Problem description: Present an exact copy of each line below.

Data to use:
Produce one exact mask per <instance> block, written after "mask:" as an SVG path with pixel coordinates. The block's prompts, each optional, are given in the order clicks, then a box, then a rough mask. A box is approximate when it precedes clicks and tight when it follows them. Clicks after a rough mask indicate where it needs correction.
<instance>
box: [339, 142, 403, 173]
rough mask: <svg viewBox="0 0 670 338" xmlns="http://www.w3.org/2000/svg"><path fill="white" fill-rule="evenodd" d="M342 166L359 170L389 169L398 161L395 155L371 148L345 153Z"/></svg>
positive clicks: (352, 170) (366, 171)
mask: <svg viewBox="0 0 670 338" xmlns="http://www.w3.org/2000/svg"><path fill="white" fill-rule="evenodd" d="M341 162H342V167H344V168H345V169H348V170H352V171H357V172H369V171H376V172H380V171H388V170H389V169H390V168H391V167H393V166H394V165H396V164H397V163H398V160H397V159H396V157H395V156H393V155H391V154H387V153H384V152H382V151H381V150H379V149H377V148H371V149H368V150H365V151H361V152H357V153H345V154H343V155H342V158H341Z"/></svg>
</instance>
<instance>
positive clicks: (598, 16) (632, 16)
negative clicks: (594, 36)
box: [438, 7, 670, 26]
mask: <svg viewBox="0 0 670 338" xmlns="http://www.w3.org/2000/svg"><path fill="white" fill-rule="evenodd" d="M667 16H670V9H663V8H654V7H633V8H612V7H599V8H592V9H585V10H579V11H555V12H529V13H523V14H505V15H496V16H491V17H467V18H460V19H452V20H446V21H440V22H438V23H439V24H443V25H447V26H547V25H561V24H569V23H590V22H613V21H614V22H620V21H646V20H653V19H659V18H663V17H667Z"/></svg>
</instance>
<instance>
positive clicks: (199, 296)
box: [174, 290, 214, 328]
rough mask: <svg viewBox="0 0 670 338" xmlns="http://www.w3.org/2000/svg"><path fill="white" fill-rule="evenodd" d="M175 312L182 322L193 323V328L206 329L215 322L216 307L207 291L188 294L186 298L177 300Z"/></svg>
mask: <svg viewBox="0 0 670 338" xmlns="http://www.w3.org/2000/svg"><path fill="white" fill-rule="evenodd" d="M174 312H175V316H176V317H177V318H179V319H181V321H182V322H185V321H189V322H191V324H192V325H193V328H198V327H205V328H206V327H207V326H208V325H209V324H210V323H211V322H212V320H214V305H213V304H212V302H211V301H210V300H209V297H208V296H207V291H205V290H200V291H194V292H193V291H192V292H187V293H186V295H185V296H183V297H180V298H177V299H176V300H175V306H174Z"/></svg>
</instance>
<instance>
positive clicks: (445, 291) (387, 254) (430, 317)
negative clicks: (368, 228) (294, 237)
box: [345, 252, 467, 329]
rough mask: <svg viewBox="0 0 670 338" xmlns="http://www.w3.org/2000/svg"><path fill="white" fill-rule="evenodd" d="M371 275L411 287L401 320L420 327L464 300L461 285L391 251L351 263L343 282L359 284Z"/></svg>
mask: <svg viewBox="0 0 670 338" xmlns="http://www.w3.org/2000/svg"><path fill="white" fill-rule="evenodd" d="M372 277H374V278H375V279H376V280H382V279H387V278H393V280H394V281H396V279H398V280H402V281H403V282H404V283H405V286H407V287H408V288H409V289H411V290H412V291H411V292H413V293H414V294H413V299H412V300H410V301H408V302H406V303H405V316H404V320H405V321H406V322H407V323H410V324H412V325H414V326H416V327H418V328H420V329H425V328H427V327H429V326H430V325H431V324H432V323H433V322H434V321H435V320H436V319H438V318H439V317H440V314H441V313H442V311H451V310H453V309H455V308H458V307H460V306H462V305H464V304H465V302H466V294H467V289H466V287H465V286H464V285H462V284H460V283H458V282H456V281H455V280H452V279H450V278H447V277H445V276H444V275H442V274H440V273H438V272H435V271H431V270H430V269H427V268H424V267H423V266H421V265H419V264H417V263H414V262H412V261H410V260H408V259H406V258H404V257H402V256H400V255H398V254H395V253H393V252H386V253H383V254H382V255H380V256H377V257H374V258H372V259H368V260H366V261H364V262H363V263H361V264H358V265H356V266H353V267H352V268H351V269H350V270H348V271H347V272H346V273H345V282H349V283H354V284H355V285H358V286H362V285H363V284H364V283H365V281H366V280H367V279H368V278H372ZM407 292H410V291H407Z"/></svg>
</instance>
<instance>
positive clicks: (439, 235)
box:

Problem solution:
Produce one exact mask per <instance> block, written after "mask:" as an SVG path with pixel coordinates. The block's prompts, each optional, are given in the order clicks, then a box, then a rough mask. A box is approximate when it precedes clicks and tight when it follows them. Clicks after a rough mask indicate where it needs correction.
<instance>
box: [339, 142, 403, 173]
rough mask: <svg viewBox="0 0 670 338" xmlns="http://www.w3.org/2000/svg"><path fill="white" fill-rule="evenodd" d="M342 166L359 170L389 169L398 161L395 155L371 148L345 153Z"/></svg>
positive clicks: (352, 170) (366, 171)
mask: <svg viewBox="0 0 670 338" xmlns="http://www.w3.org/2000/svg"><path fill="white" fill-rule="evenodd" d="M341 162H342V167H344V168H345V169H348V170H352V171H357V172H369V171H376V172H380V171H388V170H389V169H390V168H391V167H393V166H394V165H396V164H397V163H398V160H397V159H396V157H395V156H393V155H391V154H387V153H384V152H382V151H381V150H379V149H377V148H371V149H368V150H365V151H361V152H357V153H345V154H343V155H342V158H341Z"/></svg>
</instance>
<instance>
positive clicks: (598, 16) (632, 16)
negative clicks: (594, 36)
box: [438, 7, 670, 26]
mask: <svg viewBox="0 0 670 338" xmlns="http://www.w3.org/2000/svg"><path fill="white" fill-rule="evenodd" d="M667 16H670V9H663V8H654V7H633V8H612V7H599V8H592V9H585V10H579V11H555V12H529V13H523V14H505V15H496V16H491V17H467V18H460V19H452V20H446V21H440V22H438V23H439V24H443V25H447V26H547V25H561V24H569V23H590V22H613V21H614V22H620V21H646V20H653V19H659V18H663V17H667Z"/></svg>
</instance>
<instance>
positive clicks: (199, 296)
box: [174, 290, 214, 328]
rough mask: <svg viewBox="0 0 670 338" xmlns="http://www.w3.org/2000/svg"><path fill="white" fill-rule="evenodd" d="M175 312L182 322L193 323V328L206 329L215 322L216 307L207 291L188 294L186 298L177 300Z"/></svg>
mask: <svg viewBox="0 0 670 338" xmlns="http://www.w3.org/2000/svg"><path fill="white" fill-rule="evenodd" d="M174 312H175V316H176V317H177V318H179V319H181V321H182V322H185V321H189V322H191V324H192V325H193V328H198V327H205V328H206V327H207V326H208V325H209V324H210V323H211V322H212V320H214V305H213V304H212V302H211V301H210V300H209V297H208V296H207V291H205V290H200V291H194V292H193V291H192V292H187V293H186V295H185V296H183V297H180V298H177V299H176V300H175V306H174Z"/></svg>
</instance>
<instance>
positive clicks: (445, 291) (387, 254) (430, 317)
negative clicks: (368, 228) (294, 237)
box: [345, 252, 467, 329]
rough mask: <svg viewBox="0 0 670 338" xmlns="http://www.w3.org/2000/svg"><path fill="white" fill-rule="evenodd" d="M371 275L411 287L401 320L420 327L464 300L461 285L391 251L351 263L343 282L359 284Z"/></svg>
mask: <svg viewBox="0 0 670 338" xmlns="http://www.w3.org/2000/svg"><path fill="white" fill-rule="evenodd" d="M372 277H374V278H375V279H376V280H382V279H387V278H393V280H394V281H396V279H398V280H402V281H403V282H404V283H405V286H407V287H408V288H409V289H411V290H412V291H411V292H413V293H414V294H413V299H412V300H410V301H408V302H406V303H405V316H404V320H405V321H406V322H407V323H410V324H412V325H414V326H416V327H418V328H420V329H425V328H427V327H429V326H430V325H431V324H432V323H433V322H434V321H435V320H436V319H438V318H439V317H440V314H441V313H442V311H451V310H453V309H455V308H458V307H460V306H462V305H464V304H465V302H466V294H467V289H466V287H465V286H464V285H462V284H460V283H458V282H456V281H455V280H452V279H450V278H447V277H445V276H444V275H442V274H440V273H438V272H435V271H431V270H430V269H427V268H424V267H423V266H421V265H419V264H417V263H414V262H412V261H410V260H408V259H406V258H404V257H402V256H400V255H398V254H395V253H393V252H386V253H383V254H382V255H380V256H377V257H374V258H372V259H368V260H366V261H364V262H363V263H361V264H358V265H356V266H353V267H352V268H351V269H350V270H348V271H347V272H346V273H345V282H349V283H354V284H355V285H358V286H362V285H363V284H364V283H365V281H366V280H367V279H368V278H372ZM407 292H410V291H407Z"/></svg>
</instance>
<instance>
positive clicks: (439, 235)
box:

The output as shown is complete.